*課題 A*:
マダニ予防と甲状腺機能低下症の文章を読み、次の問いに答えよ。
(i) ノミはどの時期に感染すると書かれているか。
(ii) 甲状腺ホルモンの原料となる物質は何か。
(iii) 下垂体前葉から分泌されるホルモンは何か。
*課題 B*:
マダニ予防と甲状腺機能低下症の文章のうち、「できたら年内いっぱいは予防を徹底して頂きたいと思います。」で始まり「ことがあるかもしれませんね。」で終わる部分を、一字も変えずに書き写せ。
*課題 C*:
マダニ予防と甲状腺機能低下症の文章を、最後の文の後から書き進めよ。

一つにはマダニのいる草むらや山などの環境に出かけやすくなることもあるでしょう。紅葉狩りやキノコ採り、秋のキャンプや釣りなどアウトドアも楽しい時期です。

また予防しなければならない時期の感覚が夏を中心としている飼い主さんが多く、十一月くらいまではなんとかフィラリアの予防とともに行っていても、その後していない方がぐっと増えるのも、感染を広げるポイントかもしれません。

できたら年内いっぱいは予防を徹底して頂きたいと思います。

ちなみにマダニと違ってノミは増減はあれど、一年中感染します。ですから本当はノミ、マダニも通年予防をして頂くのがベスト。

大きな公園やドッグランなど、多くのわんちゃん達が集まる場所にいかれる方は特に気をつけましょう。多くの動物がいるということは、感染するリスクも大きくなる、ということですので。

甲状腺機能低下症とは
甲状腺機能低下症とは

さて、現在進行形で増加中なのが甲状腺機能低下症です。

この長い漢字ばかりの病名は人間でもメジャーな病気ですので、聞いたことがあるかもしれませんね。

犬も猫も甲状腺という気管の横に左右一対、ホルモンを分泌する腺があります。

普通の状態では触っても分からないくらい薄べったい楕円形の組織ですが、実は体にとってとても大切な働きをしています。

甲状腺は甲状腺ホルモンを合成し、分泌します。詳しくいうと、サイロキシン(T4)とトリヨードサイロニン(T3)という名前のホルモンですが、名前を覚えて頂く必要はあまりありません。ただ原料がヨウ素という物質から出来ていることを何となく知っておいて下さい。

このヨウ素は土壌に分布し、水や食物から小腸を通して吸収されます。ですから土壌のヨウ素の多い少ないは結構重要です。実はこれ以外にも体内のカルシウム濃度を低下させるカルシトニンというホルモンも分泌しています。小さな組織ですが色々働いているんですね。

この甲状腺ホルモンは、実は甲状腺自体が合成分泌を調整しているのではなく、脳がコントロールしています。

脳の視床下部から甲状腺刺激ホルモン放出ホルモン(TRH)が分泌されると、これは下垂体前葉に働きかけ甲状腺刺激ホルモン(TSH)が分泌されます。

TSHは甲状腺を刺激し、ここでようやく甲状腺ホルモンを分泌する訳です。この二段構え、さすがホルモン制御機構ですね。

*データ*:

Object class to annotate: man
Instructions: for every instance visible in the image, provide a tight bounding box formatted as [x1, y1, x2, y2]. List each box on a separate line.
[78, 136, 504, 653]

*解答欄 A*:
(i) 一年中
(ii) ヨウ素
(iii) 甲状腺刺激ホルモン(TSH)

*解答欄 B*:
できたら年内いっぱいは予防を徹底して頂きたいと思います。

ちなみにマダニと違ってノミは増減はあれど、一年中感染します。ですから本当はノミ、マダニも通年予防をして頂くのがベスト。

大きな公園やドッグランなど、多くのわんちゃん達が集まる場所にいかれる方は特に気をつけましょう。多くの動物がいるということは、感染するリスクも大きくなる、ということですので。

甲状腺機能低下症とは
甲状腺機能低下症とは

さて、現在進行形で増加中なのが甲状腺機能低下症です。

この長い漢字ばかりの病名は人間でもメジャーな病気ですので、聞いたことがあるかもしれませんね。

*解答欄 C*:
一般的にホルモンが行う仕事は一つの挙動だけではなく、多数に渡るものが多いのです。

甲状腺ホルモンでしたら、

  • 1熱産生、酸素消費の増加:最もメインの機能。寒冷などに対応する。
  • 2タンパク代謝:酵素タンパクの調整、成長期の体タンパクの合成
  • 3炭水化物代謝:組織のアドレナリン感受性を上昇させ、グリコーゲン分解を促進させ、血糖の上昇を起こす。インスリン感受性も上昇させグルコース利用を増加。
  • 4脂肪代謝:脂質の合成分解ともに促進。通常は分解の方が強い。

など複雑な効果を持っています。ですので、調整には何段階にも渡る保険が仕掛けられていることが多いのです。

甲状腺機能低下症の症状
甲状腺機能低下症の症状

では具体的に甲状腺機能低下症になるとどのような症状が出るのでしょうか?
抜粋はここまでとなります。